** START MATERIAL SHOWN **

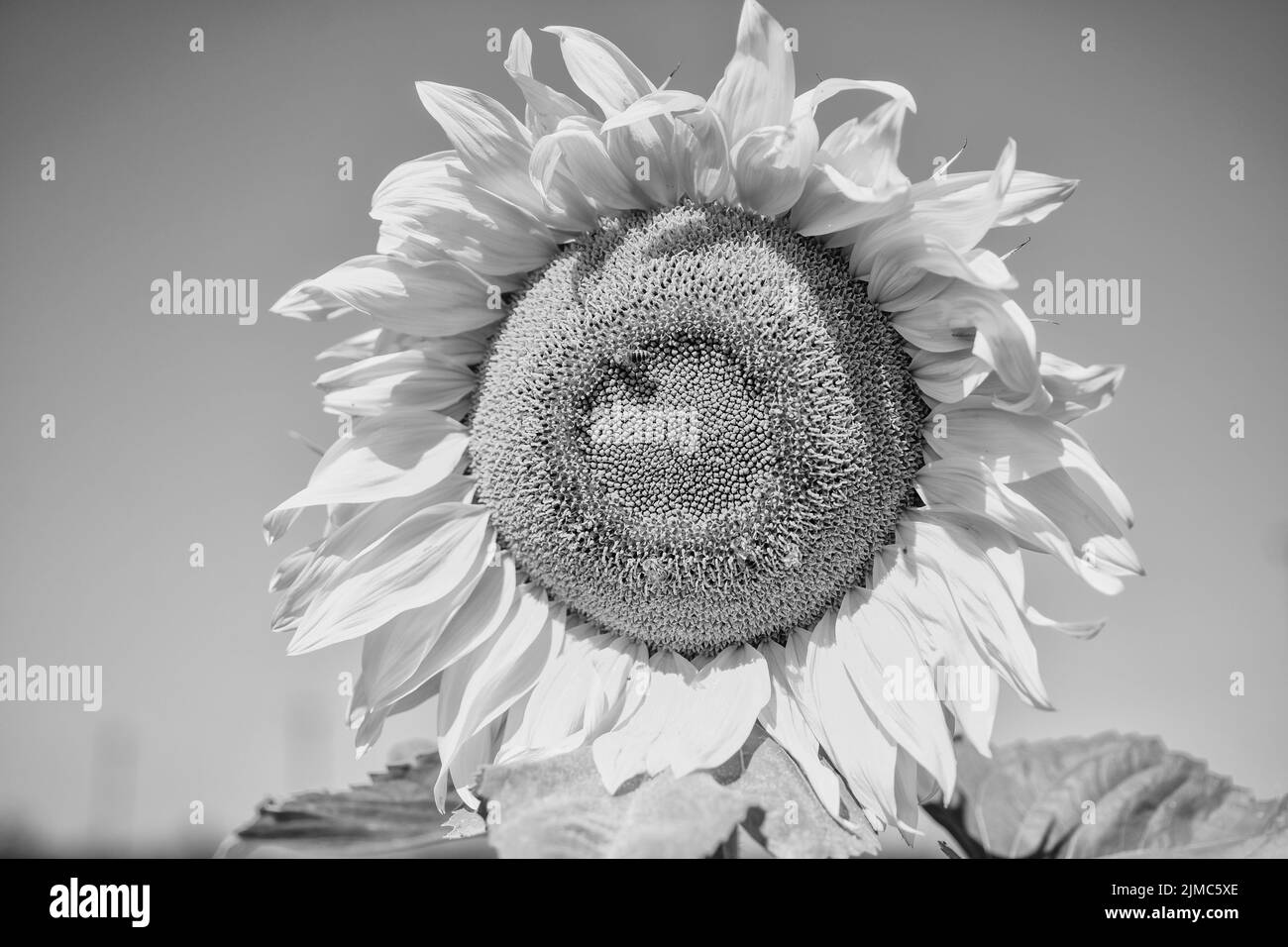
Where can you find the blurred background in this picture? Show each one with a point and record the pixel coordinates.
(171, 431)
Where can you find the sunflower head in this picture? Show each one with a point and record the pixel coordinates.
(643, 460)
(695, 428)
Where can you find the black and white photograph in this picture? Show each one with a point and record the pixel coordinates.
(679, 429)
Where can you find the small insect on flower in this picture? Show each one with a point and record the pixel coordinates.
(747, 432)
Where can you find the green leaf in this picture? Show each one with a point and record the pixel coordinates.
(393, 817)
(1107, 795)
(558, 808)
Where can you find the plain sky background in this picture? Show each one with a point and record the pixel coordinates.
(171, 429)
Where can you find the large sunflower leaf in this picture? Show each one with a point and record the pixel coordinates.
(391, 817)
(1107, 795)
(559, 808)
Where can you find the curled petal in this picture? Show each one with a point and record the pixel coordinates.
(875, 638)
(399, 454)
(1077, 390)
(377, 384)
(546, 106)
(436, 298)
(759, 84)
(1017, 447)
(482, 685)
(580, 153)
(982, 598)
(429, 557)
(969, 484)
(600, 69)
(771, 165)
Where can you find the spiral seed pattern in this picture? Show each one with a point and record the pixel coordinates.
(695, 428)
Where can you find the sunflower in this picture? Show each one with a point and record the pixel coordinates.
(684, 418)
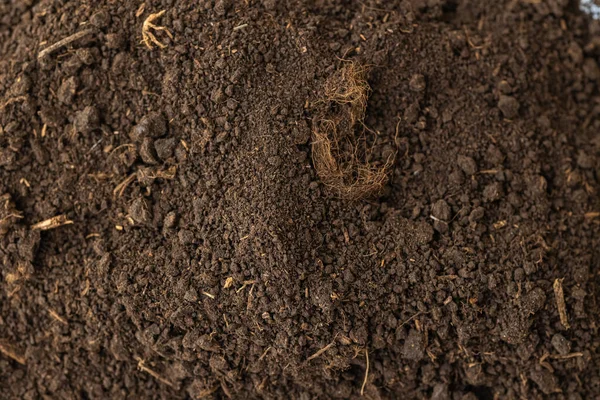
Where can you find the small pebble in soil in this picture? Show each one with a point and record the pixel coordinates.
(467, 164)
(561, 344)
(151, 125)
(139, 211)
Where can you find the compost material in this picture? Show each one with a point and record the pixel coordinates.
(299, 199)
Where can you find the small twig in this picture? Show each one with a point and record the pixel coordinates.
(560, 303)
(362, 389)
(9, 351)
(64, 42)
(320, 352)
(148, 37)
(12, 100)
(143, 368)
(566, 356)
(52, 223)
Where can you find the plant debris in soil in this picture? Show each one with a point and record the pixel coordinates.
(173, 226)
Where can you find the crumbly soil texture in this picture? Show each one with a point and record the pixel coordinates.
(164, 233)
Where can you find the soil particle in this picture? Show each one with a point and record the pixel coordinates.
(467, 164)
(148, 152)
(152, 125)
(561, 344)
(87, 120)
(509, 106)
(417, 83)
(493, 192)
(545, 381)
(413, 345)
(140, 211)
(165, 148)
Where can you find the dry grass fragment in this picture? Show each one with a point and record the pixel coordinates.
(52, 223)
(64, 42)
(148, 37)
(560, 303)
(341, 159)
(362, 389)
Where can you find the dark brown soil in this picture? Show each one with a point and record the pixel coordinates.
(195, 252)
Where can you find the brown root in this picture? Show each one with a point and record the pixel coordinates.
(340, 157)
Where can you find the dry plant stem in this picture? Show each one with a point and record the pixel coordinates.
(64, 42)
(52, 223)
(362, 389)
(148, 37)
(338, 156)
(560, 303)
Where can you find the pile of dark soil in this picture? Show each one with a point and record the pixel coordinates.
(164, 232)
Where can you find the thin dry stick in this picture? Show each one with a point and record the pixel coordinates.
(560, 303)
(566, 356)
(12, 100)
(64, 42)
(318, 353)
(148, 37)
(10, 352)
(52, 223)
(362, 389)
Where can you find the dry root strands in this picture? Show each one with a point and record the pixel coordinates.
(339, 157)
(148, 37)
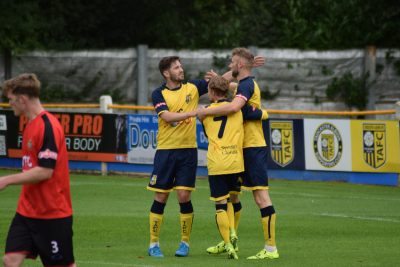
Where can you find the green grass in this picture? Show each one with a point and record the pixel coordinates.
(318, 224)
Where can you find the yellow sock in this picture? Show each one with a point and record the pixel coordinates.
(237, 219)
(231, 217)
(223, 224)
(155, 226)
(268, 224)
(186, 226)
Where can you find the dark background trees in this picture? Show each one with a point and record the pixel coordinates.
(98, 24)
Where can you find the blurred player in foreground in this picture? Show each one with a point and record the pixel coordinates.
(42, 224)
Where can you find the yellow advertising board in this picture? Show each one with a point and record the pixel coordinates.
(375, 146)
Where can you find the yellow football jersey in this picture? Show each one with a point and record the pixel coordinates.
(225, 142)
(253, 133)
(182, 99)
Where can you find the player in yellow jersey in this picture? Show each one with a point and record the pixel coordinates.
(225, 138)
(175, 162)
(254, 146)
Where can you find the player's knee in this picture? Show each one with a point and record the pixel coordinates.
(10, 260)
(262, 198)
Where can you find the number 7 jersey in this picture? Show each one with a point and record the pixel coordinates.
(225, 142)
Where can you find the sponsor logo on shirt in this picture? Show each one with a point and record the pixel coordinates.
(47, 154)
(160, 105)
(29, 144)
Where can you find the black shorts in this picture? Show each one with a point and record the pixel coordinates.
(255, 168)
(51, 239)
(174, 169)
(221, 186)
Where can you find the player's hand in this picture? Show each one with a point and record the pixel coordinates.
(192, 113)
(209, 75)
(201, 113)
(2, 184)
(258, 61)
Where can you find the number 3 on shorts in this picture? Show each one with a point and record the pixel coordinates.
(54, 247)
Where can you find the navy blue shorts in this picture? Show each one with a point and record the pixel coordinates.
(51, 239)
(223, 185)
(255, 168)
(174, 169)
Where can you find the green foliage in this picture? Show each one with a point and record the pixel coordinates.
(326, 71)
(353, 91)
(304, 24)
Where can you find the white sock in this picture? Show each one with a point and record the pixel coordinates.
(152, 245)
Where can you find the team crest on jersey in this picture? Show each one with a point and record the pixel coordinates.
(188, 98)
(282, 145)
(374, 144)
(29, 144)
(153, 179)
(328, 145)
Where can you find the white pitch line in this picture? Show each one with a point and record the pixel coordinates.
(358, 217)
(113, 264)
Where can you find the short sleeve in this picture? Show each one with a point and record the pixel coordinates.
(158, 101)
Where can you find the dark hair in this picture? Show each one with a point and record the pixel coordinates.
(165, 63)
(219, 85)
(24, 84)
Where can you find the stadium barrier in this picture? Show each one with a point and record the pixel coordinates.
(351, 150)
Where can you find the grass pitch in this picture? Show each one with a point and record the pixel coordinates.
(318, 224)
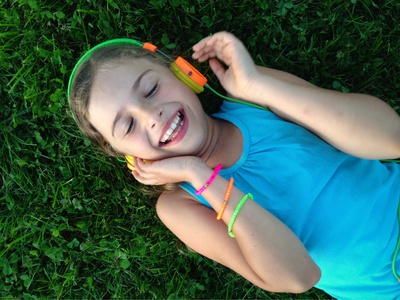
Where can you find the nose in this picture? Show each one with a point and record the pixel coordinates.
(152, 116)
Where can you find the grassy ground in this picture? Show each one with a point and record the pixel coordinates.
(72, 222)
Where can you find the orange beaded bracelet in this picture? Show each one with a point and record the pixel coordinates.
(226, 199)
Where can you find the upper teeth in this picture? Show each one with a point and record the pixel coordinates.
(177, 122)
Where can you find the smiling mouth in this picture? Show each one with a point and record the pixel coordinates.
(173, 129)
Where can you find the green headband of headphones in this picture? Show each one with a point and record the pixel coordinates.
(180, 67)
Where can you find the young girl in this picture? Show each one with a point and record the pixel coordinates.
(290, 197)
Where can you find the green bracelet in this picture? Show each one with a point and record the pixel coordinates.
(236, 212)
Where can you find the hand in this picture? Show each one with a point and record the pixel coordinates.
(237, 79)
(169, 170)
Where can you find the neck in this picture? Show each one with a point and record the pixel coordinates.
(216, 132)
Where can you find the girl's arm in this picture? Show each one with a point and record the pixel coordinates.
(358, 124)
(264, 250)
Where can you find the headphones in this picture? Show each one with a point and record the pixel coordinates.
(182, 69)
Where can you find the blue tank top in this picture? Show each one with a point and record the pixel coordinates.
(343, 208)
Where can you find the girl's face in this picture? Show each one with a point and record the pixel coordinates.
(142, 109)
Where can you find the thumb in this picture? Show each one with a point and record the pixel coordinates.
(217, 68)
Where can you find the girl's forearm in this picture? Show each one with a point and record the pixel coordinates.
(361, 125)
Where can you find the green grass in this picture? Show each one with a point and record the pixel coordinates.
(72, 222)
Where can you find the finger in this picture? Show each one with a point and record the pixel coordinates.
(217, 68)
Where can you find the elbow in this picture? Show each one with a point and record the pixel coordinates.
(306, 282)
(294, 283)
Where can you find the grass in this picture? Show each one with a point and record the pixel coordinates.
(72, 222)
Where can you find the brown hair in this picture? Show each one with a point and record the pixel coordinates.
(82, 84)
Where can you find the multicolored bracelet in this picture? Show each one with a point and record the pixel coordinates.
(236, 212)
(215, 173)
(226, 199)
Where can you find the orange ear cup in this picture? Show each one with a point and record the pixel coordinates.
(188, 74)
(130, 163)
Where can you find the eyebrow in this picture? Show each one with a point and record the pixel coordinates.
(135, 86)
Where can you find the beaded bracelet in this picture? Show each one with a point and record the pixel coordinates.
(236, 212)
(215, 173)
(226, 198)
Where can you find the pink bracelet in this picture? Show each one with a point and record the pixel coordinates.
(216, 171)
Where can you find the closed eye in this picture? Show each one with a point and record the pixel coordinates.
(152, 91)
(130, 127)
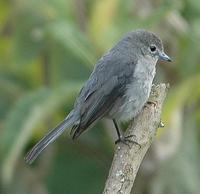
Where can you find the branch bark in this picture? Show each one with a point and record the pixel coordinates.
(127, 160)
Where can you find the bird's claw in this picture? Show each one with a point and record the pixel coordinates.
(127, 141)
(151, 102)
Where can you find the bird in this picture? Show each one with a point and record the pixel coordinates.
(118, 88)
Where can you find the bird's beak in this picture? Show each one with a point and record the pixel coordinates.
(164, 57)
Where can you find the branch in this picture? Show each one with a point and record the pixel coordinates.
(127, 160)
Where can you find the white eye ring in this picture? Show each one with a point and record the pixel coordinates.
(153, 48)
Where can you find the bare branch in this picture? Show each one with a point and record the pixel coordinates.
(127, 160)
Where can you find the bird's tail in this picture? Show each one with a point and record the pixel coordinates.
(49, 138)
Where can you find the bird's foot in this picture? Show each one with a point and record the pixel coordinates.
(126, 140)
(151, 102)
(161, 124)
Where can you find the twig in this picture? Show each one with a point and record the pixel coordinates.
(127, 160)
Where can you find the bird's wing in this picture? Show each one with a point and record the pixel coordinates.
(106, 84)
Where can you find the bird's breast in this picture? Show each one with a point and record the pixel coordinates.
(137, 92)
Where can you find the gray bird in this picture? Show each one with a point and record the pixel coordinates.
(118, 88)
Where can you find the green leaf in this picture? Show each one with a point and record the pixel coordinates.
(22, 121)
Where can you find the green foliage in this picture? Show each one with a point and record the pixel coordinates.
(47, 49)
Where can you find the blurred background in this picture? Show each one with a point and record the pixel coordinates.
(48, 49)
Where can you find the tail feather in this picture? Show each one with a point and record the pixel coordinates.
(49, 138)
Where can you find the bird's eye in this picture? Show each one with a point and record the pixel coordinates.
(153, 48)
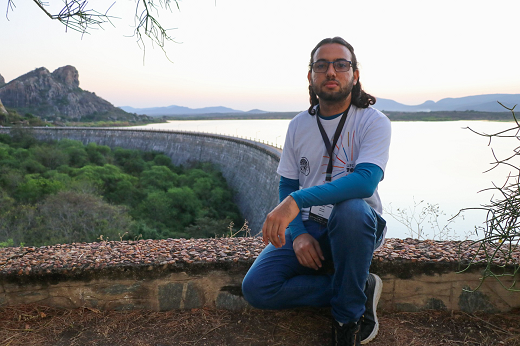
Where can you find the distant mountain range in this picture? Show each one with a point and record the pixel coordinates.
(179, 110)
(479, 103)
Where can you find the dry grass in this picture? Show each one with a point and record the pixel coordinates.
(39, 325)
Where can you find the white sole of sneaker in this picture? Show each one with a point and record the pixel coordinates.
(377, 295)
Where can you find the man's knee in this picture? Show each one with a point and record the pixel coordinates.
(254, 291)
(351, 212)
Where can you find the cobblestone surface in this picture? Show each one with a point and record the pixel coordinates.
(81, 256)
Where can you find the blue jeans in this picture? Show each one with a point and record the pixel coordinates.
(276, 280)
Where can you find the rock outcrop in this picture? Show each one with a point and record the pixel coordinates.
(3, 111)
(56, 94)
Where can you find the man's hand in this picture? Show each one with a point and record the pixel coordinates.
(277, 221)
(308, 251)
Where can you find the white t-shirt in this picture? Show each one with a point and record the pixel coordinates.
(365, 139)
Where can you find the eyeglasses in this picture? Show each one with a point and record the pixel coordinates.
(340, 65)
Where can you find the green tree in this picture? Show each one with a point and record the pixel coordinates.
(79, 16)
(70, 216)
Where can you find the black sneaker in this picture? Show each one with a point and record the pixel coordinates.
(369, 323)
(345, 335)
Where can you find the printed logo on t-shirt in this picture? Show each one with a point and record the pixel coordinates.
(304, 166)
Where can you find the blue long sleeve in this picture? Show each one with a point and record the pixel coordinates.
(285, 188)
(361, 183)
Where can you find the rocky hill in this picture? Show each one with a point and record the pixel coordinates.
(57, 96)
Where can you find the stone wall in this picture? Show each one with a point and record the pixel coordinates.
(193, 273)
(249, 167)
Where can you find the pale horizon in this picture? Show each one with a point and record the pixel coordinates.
(254, 55)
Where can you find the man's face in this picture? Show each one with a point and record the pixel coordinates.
(333, 86)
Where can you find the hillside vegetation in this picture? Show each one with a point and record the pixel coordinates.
(64, 192)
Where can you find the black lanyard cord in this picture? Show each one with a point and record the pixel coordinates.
(330, 148)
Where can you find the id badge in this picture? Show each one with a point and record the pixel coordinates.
(320, 213)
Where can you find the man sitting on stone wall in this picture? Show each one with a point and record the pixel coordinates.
(334, 156)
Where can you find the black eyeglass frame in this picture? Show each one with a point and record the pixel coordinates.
(333, 64)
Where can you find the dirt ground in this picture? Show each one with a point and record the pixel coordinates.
(39, 325)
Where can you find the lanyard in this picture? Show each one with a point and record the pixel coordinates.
(330, 148)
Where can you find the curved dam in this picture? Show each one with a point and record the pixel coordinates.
(249, 167)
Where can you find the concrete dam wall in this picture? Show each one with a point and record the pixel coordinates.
(249, 167)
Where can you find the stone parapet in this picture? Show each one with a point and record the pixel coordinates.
(193, 273)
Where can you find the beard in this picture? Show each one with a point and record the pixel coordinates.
(334, 96)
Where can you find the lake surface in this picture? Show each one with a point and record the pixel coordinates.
(440, 163)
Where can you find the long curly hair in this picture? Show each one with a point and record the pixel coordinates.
(360, 98)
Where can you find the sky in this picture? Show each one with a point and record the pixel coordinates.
(254, 54)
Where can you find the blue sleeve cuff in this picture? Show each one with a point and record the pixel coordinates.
(361, 183)
(286, 187)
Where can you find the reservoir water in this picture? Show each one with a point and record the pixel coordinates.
(438, 163)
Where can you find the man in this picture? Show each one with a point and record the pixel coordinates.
(334, 156)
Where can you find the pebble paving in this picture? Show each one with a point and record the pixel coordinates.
(85, 256)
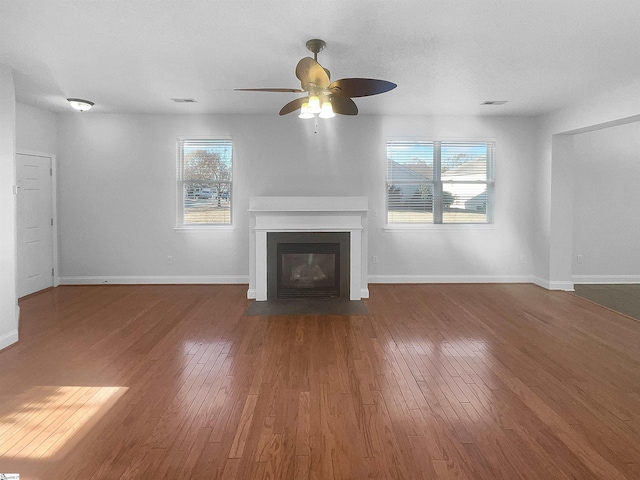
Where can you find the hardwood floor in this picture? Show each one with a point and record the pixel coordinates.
(623, 298)
(437, 382)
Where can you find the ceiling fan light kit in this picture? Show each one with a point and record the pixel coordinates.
(80, 104)
(325, 98)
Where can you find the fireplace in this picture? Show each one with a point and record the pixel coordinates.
(308, 215)
(307, 264)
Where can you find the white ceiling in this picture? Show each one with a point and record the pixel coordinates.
(447, 56)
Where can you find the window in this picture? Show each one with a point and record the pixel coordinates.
(204, 182)
(439, 182)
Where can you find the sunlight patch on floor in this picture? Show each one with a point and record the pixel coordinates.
(43, 421)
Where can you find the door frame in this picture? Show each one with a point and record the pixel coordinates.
(54, 208)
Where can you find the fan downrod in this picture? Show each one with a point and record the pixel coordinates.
(316, 45)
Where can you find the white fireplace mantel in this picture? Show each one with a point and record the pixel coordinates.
(308, 214)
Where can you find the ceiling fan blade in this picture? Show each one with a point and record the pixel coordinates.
(309, 71)
(360, 87)
(293, 105)
(344, 106)
(286, 90)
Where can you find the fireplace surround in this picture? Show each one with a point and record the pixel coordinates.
(309, 215)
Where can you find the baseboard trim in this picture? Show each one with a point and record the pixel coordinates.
(449, 279)
(553, 285)
(595, 279)
(191, 279)
(8, 339)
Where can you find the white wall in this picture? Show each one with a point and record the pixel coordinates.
(117, 195)
(554, 172)
(36, 130)
(9, 311)
(606, 223)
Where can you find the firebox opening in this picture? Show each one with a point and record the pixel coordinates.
(307, 265)
(308, 270)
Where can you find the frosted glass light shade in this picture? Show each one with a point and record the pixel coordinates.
(327, 110)
(314, 104)
(304, 111)
(80, 104)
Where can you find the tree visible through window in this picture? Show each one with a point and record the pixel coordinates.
(439, 182)
(204, 182)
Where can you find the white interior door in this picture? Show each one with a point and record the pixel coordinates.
(34, 223)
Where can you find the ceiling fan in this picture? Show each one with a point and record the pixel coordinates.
(324, 97)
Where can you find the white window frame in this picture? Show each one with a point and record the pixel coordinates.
(437, 185)
(181, 224)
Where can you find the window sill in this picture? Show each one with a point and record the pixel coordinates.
(185, 228)
(433, 227)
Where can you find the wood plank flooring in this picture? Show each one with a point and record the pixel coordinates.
(623, 298)
(475, 382)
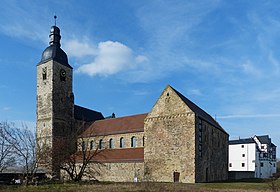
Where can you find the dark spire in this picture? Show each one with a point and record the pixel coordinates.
(55, 36)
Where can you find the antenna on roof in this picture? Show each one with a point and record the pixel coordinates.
(54, 19)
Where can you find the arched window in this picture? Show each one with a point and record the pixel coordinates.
(83, 146)
(133, 141)
(91, 145)
(111, 143)
(122, 142)
(100, 144)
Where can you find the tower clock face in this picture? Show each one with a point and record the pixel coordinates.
(62, 75)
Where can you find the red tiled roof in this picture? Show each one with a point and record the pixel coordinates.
(125, 155)
(128, 124)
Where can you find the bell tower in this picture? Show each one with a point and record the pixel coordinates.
(55, 103)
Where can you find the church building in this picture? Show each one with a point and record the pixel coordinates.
(176, 141)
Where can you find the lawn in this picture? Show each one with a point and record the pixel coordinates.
(249, 186)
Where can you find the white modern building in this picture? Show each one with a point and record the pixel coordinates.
(252, 158)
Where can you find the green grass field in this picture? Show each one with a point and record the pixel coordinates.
(248, 186)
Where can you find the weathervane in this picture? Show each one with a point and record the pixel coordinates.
(54, 19)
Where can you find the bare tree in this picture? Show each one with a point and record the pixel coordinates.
(76, 165)
(23, 144)
(7, 158)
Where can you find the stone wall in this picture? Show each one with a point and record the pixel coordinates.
(116, 140)
(55, 106)
(212, 156)
(114, 172)
(170, 140)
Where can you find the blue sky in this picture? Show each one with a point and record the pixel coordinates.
(222, 55)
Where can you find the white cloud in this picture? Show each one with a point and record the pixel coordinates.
(196, 92)
(238, 116)
(249, 68)
(77, 48)
(111, 58)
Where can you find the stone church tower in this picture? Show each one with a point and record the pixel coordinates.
(55, 103)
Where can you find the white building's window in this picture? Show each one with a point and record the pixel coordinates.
(111, 143)
(122, 142)
(133, 141)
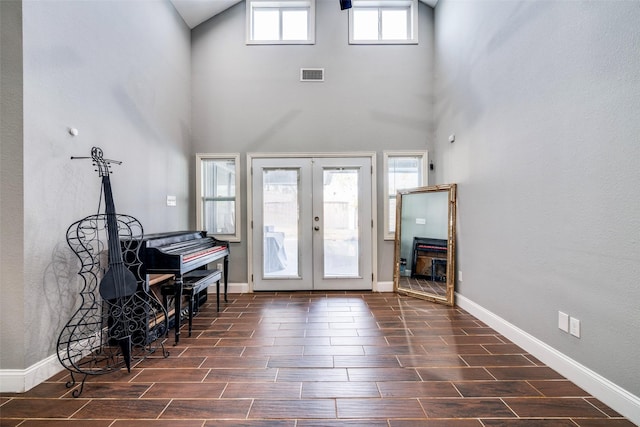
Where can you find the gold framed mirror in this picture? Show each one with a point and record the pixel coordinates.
(425, 239)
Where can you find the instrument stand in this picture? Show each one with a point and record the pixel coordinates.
(90, 343)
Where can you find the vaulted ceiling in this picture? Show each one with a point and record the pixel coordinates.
(195, 12)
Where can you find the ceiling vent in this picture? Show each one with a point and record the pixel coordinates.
(311, 74)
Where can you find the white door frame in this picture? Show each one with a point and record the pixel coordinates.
(373, 199)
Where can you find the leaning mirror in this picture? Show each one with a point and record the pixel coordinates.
(425, 243)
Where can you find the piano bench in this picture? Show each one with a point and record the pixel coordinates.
(195, 282)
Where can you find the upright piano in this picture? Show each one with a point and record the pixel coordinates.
(185, 255)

** END MATERIAL SHOWN **

PROMPT | Beginning at the line that contains "Where can you find the weathervane", copy each remaining line of the records exactly, through the final one. Omit the pictures.

RESULT |
Where can you find the weathervane in this picture? Show each one with a point and record the pixel coordinates.
(54, 19)
Where can you find the bare tree in this picture? Show each one with a point and record the pixel coordinates.
(76, 165)
(23, 144)
(7, 158)
Where can you find the stone wall in this picture? Show each one with a point and record the pixel coordinates.
(116, 140)
(55, 106)
(212, 156)
(114, 172)
(170, 140)
Where can you find the blue sky in this picture? Show each one with a point and record the pixel coordinates.
(222, 55)
Where can you find the white cloud in this picture? Show each one with a point and record the pixel coordinates.
(196, 92)
(238, 116)
(249, 68)
(77, 48)
(111, 58)
Where can you find the stone church tower in this picture? Show each one with a point and record the pixel coordinates.
(55, 103)
Where can you find the white building's window in this picture? Show each one with a point and record the pixel coordinates.
(111, 143)
(122, 142)
(133, 141)
Where can you find the gold framed mirror in this picture? Show each one with a point and record the pixel coordinates.
(425, 239)
Where can you find the instrument stand in this picture? Show each one with a point and record the pixel coordinates.
(90, 343)
Where can you find the vaulted ceiling in this picture? Show each one with a point and record the pixel coordinates.
(195, 12)
Where can you find the ceiling vent in this picture? Show each one with a point and record the pixel coordinates.
(311, 74)
Where can you find the white door frame in this picture? Show each one with a point and record the pixel coordinates.
(373, 199)
Where can you find the leaning mirror in this picture? Show each one with a point and record the pixel coordinates.
(425, 243)
Where can you find the piano bench in this picture? Show each one with a point and record the pixel coordinates.
(195, 282)
Where can you find the upright piano in this picture? Show each one with a point and record the pixel coordinates.
(185, 255)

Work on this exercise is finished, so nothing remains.